- [How to complete this task] Return the whole listing, line for line, without the pictures in it.

========================

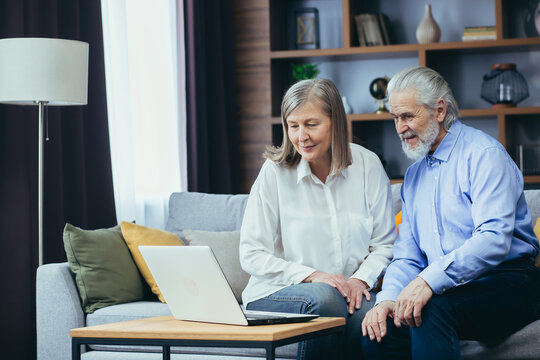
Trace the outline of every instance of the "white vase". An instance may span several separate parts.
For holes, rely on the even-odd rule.
[[[420,44],[429,44],[441,40],[441,28],[431,15],[431,5],[426,4],[424,17],[416,28],[416,40]]]
[[[343,107],[345,108],[345,114],[352,114],[353,110],[352,110],[351,104],[349,104],[349,101],[347,100],[347,97],[342,96],[341,101],[343,101]]]

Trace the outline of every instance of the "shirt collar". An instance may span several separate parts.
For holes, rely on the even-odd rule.
[[[311,175],[311,168],[309,167],[309,164],[304,158],[300,158],[300,162],[298,163],[298,166],[296,167],[296,183],[298,184],[300,181],[302,181],[303,178],[306,176]]]
[[[347,178],[347,175],[348,175],[348,168],[345,168],[343,170],[341,170],[340,174],[344,177],[344,178]],[[298,163],[298,166],[296,167],[296,183],[300,183],[300,181],[302,181],[303,178],[305,178],[306,176],[312,176],[313,173],[311,172],[311,168],[309,167],[309,164],[306,160],[304,160],[304,158],[300,158],[300,162]],[[339,174],[338,174],[339,175]],[[315,176],[315,175],[313,175]],[[333,178],[334,176],[330,175],[327,179],[327,182],[328,180],[330,180],[331,178]]]
[[[463,124],[459,120],[456,120],[454,124],[452,124],[452,126],[450,127],[450,130],[448,130],[448,132],[442,139],[439,146],[437,146],[437,150],[435,150],[431,157],[434,157],[441,161],[448,161],[448,158],[450,157],[450,154],[452,153],[452,150],[456,145],[457,139],[462,129]],[[430,155],[428,155],[426,158],[429,158],[429,156]]]

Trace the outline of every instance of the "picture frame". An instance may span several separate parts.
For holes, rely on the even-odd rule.
[[[295,48],[319,49],[319,10],[317,8],[298,8],[294,10]]]

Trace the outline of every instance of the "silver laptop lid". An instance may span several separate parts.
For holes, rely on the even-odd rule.
[[[248,325],[208,246],[139,246],[139,250],[174,318]]]

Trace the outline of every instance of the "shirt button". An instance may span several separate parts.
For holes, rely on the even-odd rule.
[[[461,283],[463,284],[465,282],[465,279],[461,279]]]
[[[446,291],[446,288],[442,288],[442,291],[445,292],[445,291]]]
[[[434,179],[437,180],[439,177],[435,176]]]
[[[433,230],[433,232],[436,234],[436,233],[437,233],[437,229]]]
[[[442,258],[443,258],[443,256],[442,256],[442,255],[441,255],[441,256],[439,256],[439,259],[441,259],[441,260],[442,260]]]

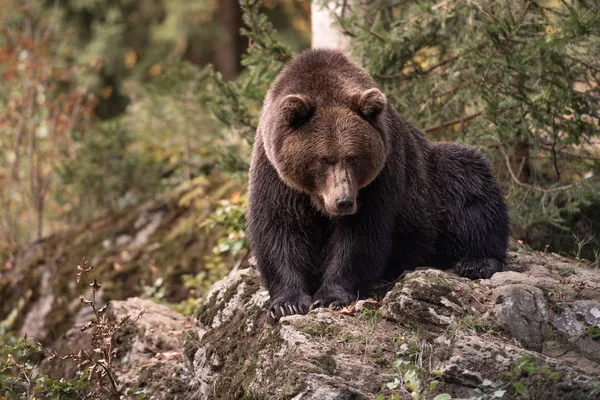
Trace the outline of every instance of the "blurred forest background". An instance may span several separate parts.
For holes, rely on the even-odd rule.
[[[326,7],[335,29],[311,27]],[[195,313],[247,262],[261,102],[311,44],[345,46],[429,139],[484,152],[516,239],[600,266],[595,0],[0,0],[0,19],[6,343],[73,326],[83,256],[103,301]]]
[[[261,101],[320,34],[311,2],[0,0],[0,13],[5,268],[19,246],[214,176],[235,190],[187,229],[223,227],[215,254],[244,253]],[[598,259],[597,2],[348,1],[335,20],[409,121],[488,155],[513,236]]]

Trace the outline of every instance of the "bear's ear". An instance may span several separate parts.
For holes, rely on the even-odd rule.
[[[385,95],[377,88],[366,90],[357,97],[358,110],[366,118],[378,116],[387,104]]]
[[[280,104],[281,115],[290,126],[299,125],[311,116],[314,106],[305,96],[289,94]]]

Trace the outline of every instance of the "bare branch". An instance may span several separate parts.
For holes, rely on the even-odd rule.
[[[430,133],[430,132],[437,131],[438,129],[445,128],[447,126],[451,126],[451,125],[459,124],[459,123],[465,123],[465,122],[468,122],[472,119],[479,117],[481,114],[483,114],[482,111],[475,113],[475,114],[467,115],[466,117],[456,118],[451,121],[447,121],[447,122],[443,122],[438,125],[430,126],[428,128],[425,128],[425,132]]]
[[[544,150],[553,151],[553,146],[552,145],[540,144],[539,146],[542,149],[544,149]],[[578,158],[580,160],[600,161],[600,156],[595,156],[595,155],[592,155],[592,154],[575,153],[573,151],[566,150],[566,149],[556,149],[556,152],[559,153],[559,154],[561,154],[561,155],[572,157],[572,158]]]
[[[413,72],[410,75],[406,75],[402,72],[399,72],[397,74],[393,74],[393,75],[376,75],[378,78],[382,78],[382,79],[397,79],[397,78],[404,78],[404,80],[411,80],[411,79],[415,79],[415,78],[419,78],[422,77],[424,75],[428,75],[431,72],[435,71],[438,68],[443,67],[444,65],[453,63],[454,61],[458,60],[458,56],[453,56],[448,58],[447,60],[441,61],[438,64],[429,67],[423,71],[420,72]]]
[[[512,167],[510,166],[510,158],[508,157],[508,154],[506,154],[506,152],[502,148],[502,145],[498,144],[498,149],[500,150],[500,152],[504,156],[504,159],[506,161],[506,168],[508,169],[508,172],[510,173],[510,176],[511,176],[513,182],[516,183],[518,186],[521,186],[521,187],[524,187],[524,188],[527,188],[527,189],[531,189],[531,190],[535,190],[536,192],[548,194],[548,193],[560,192],[560,191],[563,191],[563,190],[570,189],[570,188],[572,188],[572,187],[574,187],[574,186],[576,186],[576,185],[578,185],[578,184],[580,184],[582,182],[582,181],[577,181],[577,182],[573,182],[573,183],[571,183],[569,185],[555,187],[555,188],[550,188],[550,189],[544,189],[543,187],[539,187],[539,186],[535,186],[535,185],[530,185],[528,183],[521,182],[519,180],[519,178],[517,177],[517,175],[512,170]]]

========================

- [Output]
Trace the outline of every instance of the "white vase". An instance may span several separate parts.
For holes, rely on the even-odd rule.
[[[420,44],[429,44],[441,40],[441,28],[431,15],[431,5],[426,4],[424,17],[416,28],[416,40]]]
[[[343,107],[345,108],[345,114],[352,114],[353,110],[352,110],[351,104],[349,104],[349,101],[347,100],[347,97],[342,96],[341,101],[343,101]]]

Trace the outline of every instance of the "shirt collar". An instance may span several separate parts.
For holes, rely on the even-odd rule.
[[[311,175],[311,168],[309,167],[309,164],[304,158],[300,158],[300,162],[298,163],[298,166],[296,167],[296,183],[298,184],[300,181],[302,181],[303,178],[306,176]]]
[[[347,178],[347,175],[348,175],[348,168],[345,168],[343,170],[341,170],[340,174],[344,177],[344,178]],[[298,163],[298,166],[296,167],[296,183],[300,183],[300,181],[302,181],[303,178],[305,178],[306,176],[312,176],[313,173],[311,172],[311,168],[309,167],[309,164],[306,160],[304,160],[304,158],[300,158],[300,162]],[[339,174],[338,174],[339,175]],[[315,176],[315,175],[313,175]],[[333,178],[334,176],[330,175],[327,179],[327,182],[328,180],[330,180],[331,178]]]
[[[463,124],[459,120],[456,120],[454,124],[452,124],[452,126],[450,127],[450,130],[448,130],[448,132],[442,139],[439,146],[437,146],[437,150],[435,150],[431,157],[434,157],[441,161],[448,161],[448,158],[450,157],[450,154],[452,153],[452,150],[456,145],[457,139],[462,129]],[[430,155],[428,155],[426,158],[429,158],[429,156]]]

Trace the outline of every instance of the "picture frame". An instance may span several separate parts.
For holes, rely on the even-odd rule.
[[[295,48],[319,49],[319,10],[317,8],[298,8],[294,10]]]

Trace the outline of every instance of the "silver laptop lid". An instance may span several separate parts.
For holes, rely on the even-odd rule.
[[[248,325],[208,246],[139,246],[139,250],[174,318]]]

Trace the outline of every instance of the "shirt button". An instance may span several separate parts.
For holes, rely on the even-odd rule.
[[[461,283],[463,284],[465,282],[465,279],[461,279]]]
[[[446,291],[446,288],[442,288],[442,291],[445,292],[445,291]]]
[[[434,179],[437,180],[439,177],[435,176]]]
[[[433,230],[433,232],[436,234],[436,233],[437,233],[437,229]]]
[[[442,258],[443,258],[443,256],[442,256],[442,255],[441,255],[441,256],[439,256],[439,259],[441,259],[441,260],[442,260]]]

Trace the outline of every instance of the "blurred forest background". An instance may span several separate parts.
For holes, rely on the even-odd rule.
[[[326,7],[335,29],[311,27]],[[195,313],[247,262],[261,102],[311,44],[345,46],[429,139],[484,152],[516,239],[600,266],[595,0],[0,0],[0,19],[6,343],[73,326],[83,256],[103,301]]]
[[[261,101],[320,34],[311,2],[0,0],[0,13],[5,268],[19,246],[214,176],[235,190],[187,229],[223,227],[215,254],[244,253]],[[598,259],[597,2],[348,1],[335,20],[409,121],[488,155],[513,236]]]

Trace the outline of every instance of the "bear's ear". An instance may span several separate parts.
For holes, rely on the even-odd rule.
[[[385,95],[377,88],[366,90],[357,97],[358,110],[366,118],[378,116],[387,104]]]
[[[280,104],[281,115],[290,126],[299,125],[311,116],[314,106],[305,96],[289,94]]]

Trace the outline of every instance of the "bare branch". An instance may span several separate parts.
For holes, rely on the even-odd rule.
[[[430,133],[430,132],[437,131],[438,129],[445,128],[447,126],[451,126],[451,125],[459,124],[459,123],[465,123],[465,122],[468,122],[472,119],[479,117],[481,114],[483,114],[482,111],[475,113],[475,114],[467,115],[466,117],[456,118],[451,121],[447,121],[447,122],[443,122],[438,125],[430,126],[428,128],[425,128],[425,132]]]
[[[544,150],[553,151],[553,146],[552,145],[540,144],[539,146],[542,149],[544,149]],[[578,158],[580,160],[600,161],[600,156],[595,156],[595,155],[592,155],[592,154],[575,153],[573,151],[566,150],[566,149],[556,149],[556,152],[559,153],[559,154],[561,154],[561,155],[572,157],[572,158]]]
[[[413,72],[410,75],[406,75],[402,72],[399,72],[397,74],[393,74],[393,75],[376,75],[378,78],[382,78],[382,79],[397,79],[397,78],[404,78],[404,80],[411,80],[411,79],[415,79],[415,78],[419,78],[422,77],[424,75],[428,75],[431,72],[435,71],[438,68],[443,67],[444,65],[453,63],[454,61],[458,60],[458,56],[453,56],[448,58],[447,60],[441,61],[438,64],[429,67],[423,71],[420,72]]]
[[[512,167],[510,166],[510,158],[508,157],[508,154],[506,154],[506,152],[502,148],[502,145],[498,144],[498,149],[500,150],[500,152],[504,156],[504,159],[506,161],[506,168],[508,169],[508,172],[510,173],[510,176],[511,176],[513,182],[516,183],[518,186],[521,186],[521,187],[524,187],[524,188],[527,188],[527,189],[531,189],[531,190],[535,190],[536,192],[548,194],[548,193],[560,192],[560,191],[563,191],[563,190],[570,189],[570,188],[572,188],[572,187],[574,187],[574,186],[576,186],[576,185],[578,185],[578,184],[580,184],[582,182],[582,181],[577,181],[577,182],[573,182],[573,183],[571,183],[569,185],[555,187],[555,188],[550,188],[550,189],[544,189],[543,187],[539,187],[539,186],[535,186],[535,185],[530,185],[528,183],[521,182],[519,180],[519,178],[517,177],[517,175],[512,170]]]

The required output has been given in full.